PROMPT
All that is wanted is a word-for-word copy of the data from its first line to the line containing "Target: night sky", both included.

INPUT RECORDS Start Marker

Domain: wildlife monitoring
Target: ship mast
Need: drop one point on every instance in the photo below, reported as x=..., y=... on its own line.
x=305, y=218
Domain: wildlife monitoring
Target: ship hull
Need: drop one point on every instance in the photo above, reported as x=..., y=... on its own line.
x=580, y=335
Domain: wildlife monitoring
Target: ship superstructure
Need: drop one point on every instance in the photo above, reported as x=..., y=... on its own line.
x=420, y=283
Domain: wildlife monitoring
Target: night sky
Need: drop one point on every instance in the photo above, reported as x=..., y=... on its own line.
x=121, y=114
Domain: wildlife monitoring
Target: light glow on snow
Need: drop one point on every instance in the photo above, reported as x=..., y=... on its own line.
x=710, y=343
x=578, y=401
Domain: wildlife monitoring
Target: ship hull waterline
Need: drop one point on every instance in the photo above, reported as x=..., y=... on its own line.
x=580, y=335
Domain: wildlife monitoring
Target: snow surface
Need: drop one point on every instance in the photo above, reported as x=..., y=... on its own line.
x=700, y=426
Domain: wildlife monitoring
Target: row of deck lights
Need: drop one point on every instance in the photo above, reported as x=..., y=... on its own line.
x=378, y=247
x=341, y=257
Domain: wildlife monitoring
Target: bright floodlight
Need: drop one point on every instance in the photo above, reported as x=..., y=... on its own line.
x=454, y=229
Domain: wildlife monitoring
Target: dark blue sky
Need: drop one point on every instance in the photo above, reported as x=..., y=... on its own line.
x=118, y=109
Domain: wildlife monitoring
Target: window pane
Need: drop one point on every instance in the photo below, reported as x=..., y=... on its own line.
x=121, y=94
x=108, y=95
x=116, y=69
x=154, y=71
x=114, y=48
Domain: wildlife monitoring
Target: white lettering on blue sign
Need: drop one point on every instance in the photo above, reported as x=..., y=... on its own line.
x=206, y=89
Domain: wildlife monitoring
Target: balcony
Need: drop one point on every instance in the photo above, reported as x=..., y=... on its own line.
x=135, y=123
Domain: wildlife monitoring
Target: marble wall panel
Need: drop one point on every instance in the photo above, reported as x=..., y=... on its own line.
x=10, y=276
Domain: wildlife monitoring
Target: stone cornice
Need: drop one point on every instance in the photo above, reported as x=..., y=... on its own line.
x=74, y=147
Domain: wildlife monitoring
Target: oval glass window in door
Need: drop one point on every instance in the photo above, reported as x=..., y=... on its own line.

INPUT RECORDS End Marker

EXERCISE OUTPUT
Domain: wildlife monitoring
Target: ship mast
Need: drop one point on every instance in the photo below, reported as x=..., y=... on its own line.
x=305, y=218
Domain: wildlife monitoring
Target: ship hull
Need: drop one point on every instance in the photo above, reported as x=..., y=... on its own line.
x=580, y=335
Domain: wildlife monitoring
Target: ship superstructure
Need: drop one point on every instance in the photo above, reported as x=..., y=... on its own line.
x=420, y=283
Domain: wildlife monitoring
Target: night sky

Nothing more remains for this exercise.